Reproduce each of the entries that follow, exactly.

Task input
"""

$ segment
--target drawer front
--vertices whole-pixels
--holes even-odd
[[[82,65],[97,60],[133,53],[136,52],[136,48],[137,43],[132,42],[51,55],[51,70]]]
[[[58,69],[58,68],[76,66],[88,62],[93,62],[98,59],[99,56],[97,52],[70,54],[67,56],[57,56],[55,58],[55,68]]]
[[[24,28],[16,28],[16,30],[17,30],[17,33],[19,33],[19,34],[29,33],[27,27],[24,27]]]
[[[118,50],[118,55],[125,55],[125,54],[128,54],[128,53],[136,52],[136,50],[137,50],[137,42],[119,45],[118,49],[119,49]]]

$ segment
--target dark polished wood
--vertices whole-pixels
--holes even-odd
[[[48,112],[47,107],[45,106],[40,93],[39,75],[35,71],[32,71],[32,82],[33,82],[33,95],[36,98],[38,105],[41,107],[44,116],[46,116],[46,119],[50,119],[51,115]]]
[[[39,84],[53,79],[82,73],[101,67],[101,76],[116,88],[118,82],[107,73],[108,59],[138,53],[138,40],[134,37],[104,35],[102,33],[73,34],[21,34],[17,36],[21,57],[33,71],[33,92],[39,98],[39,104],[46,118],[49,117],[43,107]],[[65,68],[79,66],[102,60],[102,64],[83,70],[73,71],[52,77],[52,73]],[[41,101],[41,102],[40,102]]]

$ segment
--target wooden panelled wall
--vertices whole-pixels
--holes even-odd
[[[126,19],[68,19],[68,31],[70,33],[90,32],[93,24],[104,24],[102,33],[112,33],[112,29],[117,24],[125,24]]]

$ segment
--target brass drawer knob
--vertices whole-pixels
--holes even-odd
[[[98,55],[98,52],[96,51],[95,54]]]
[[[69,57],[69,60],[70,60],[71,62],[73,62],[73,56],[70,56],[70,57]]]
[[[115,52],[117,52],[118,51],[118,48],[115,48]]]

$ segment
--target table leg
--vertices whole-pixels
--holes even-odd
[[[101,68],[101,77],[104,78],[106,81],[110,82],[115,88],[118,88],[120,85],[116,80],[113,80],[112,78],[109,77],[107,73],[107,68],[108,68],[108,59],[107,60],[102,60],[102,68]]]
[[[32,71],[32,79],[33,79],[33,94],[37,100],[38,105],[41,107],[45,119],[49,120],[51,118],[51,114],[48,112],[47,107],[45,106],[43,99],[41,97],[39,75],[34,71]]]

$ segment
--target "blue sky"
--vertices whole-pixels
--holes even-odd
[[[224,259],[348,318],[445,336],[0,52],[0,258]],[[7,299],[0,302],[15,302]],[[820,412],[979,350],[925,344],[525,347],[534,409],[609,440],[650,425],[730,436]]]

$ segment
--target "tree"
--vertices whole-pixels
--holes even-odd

"""

Answer for this exercise
$ segment
--target drawer front
--vertices whole-pixels
--holes even-odd
[[[82,65],[97,60],[133,53],[136,52],[136,48],[137,43],[132,42],[51,55],[51,70]]]
[[[58,69],[58,68],[76,66],[88,62],[93,62],[98,59],[99,56],[97,52],[70,54],[67,56],[57,56],[55,58],[55,68]]]
[[[24,28],[16,28],[16,30],[17,30],[17,33],[19,33],[19,34],[29,33],[27,27],[24,27]]]
[[[118,50],[118,55],[125,55],[125,54],[128,54],[128,53],[136,52],[136,50],[137,50],[137,42],[119,45],[118,49],[119,49]]]

$ segment
--target dark polished wood
--vertices whole-pixels
--holes even-odd
[[[48,112],[47,107],[45,106],[40,93],[39,75],[35,71],[32,71],[32,82],[33,82],[33,95],[36,98],[38,105],[41,107],[44,116],[46,116],[46,119],[50,119],[51,115]]]
[[[39,84],[53,79],[82,73],[101,67],[101,76],[116,88],[118,82],[107,73],[108,59],[138,53],[138,40],[134,37],[104,35],[102,33],[73,34],[21,34],[17,36],[21,57],[33,71],[33,92],[39,98],[39,104],[46,118],[49,117],[43,107]],[[65,68],[79,66],[102,60],[102,64],[83,70],[73,71],[52,77],[52,73]],[[41,101],[41,102],[40,102]]]

$ segment
--target wooden panelled wall
--vertices whole-pixels
--holes even-odd
[[[126,19],[68,19],[68,31],[70,33],[90,32],[93,24],[104,24],[102,33],[112,33],[112,29],[117,24],[125,24]]]

$ segment
--target brass drawer knob
--vertices whole-pixels
--holes even-odd
[[[98,55],[98,52],[96,51],[95,54]]]
[[[69,57],[69,60],[70,60],[71,62],[73,62],[73,56],[70,56],[70,57]]]
[[[115,52],[117,52],[118,51],[118,48],[115,48]]]

$ segment
--target table leg
--vertices whole-pixels
--holes even-odd
[[[101,68],[101,77],[104,78],[106,81],[110,82],[115,88],[118,88],[120,85],[116,80],[113,80],[112,78],[109,77],[107,73],[107,68],[108,68],[108,59],[107,60],[102,60],[102,68]]]
[[[32,71],[32,79],[33,79],[33,94],[37,100],[38,105],[41,107],[45,119],[49,120],[51,118],[51,114],[48,112],[47,107],[45,106],[43,99],[41,97],[39,75],[34,71]]]

$ segment
--target "blue sky"
--vertices whole-pixels
--holes even-odd
[[[224,259],[348,318],[445,336],[0,52],[0,258]],[[7,299],[0,302],[15,302]],[[820,412],[979,350],[925,344],[525,347],[534,409],[609,440],[650,425],[730,436]]]

$ segment
--target "tree"
--vertices whole-pixels
--holes even-odd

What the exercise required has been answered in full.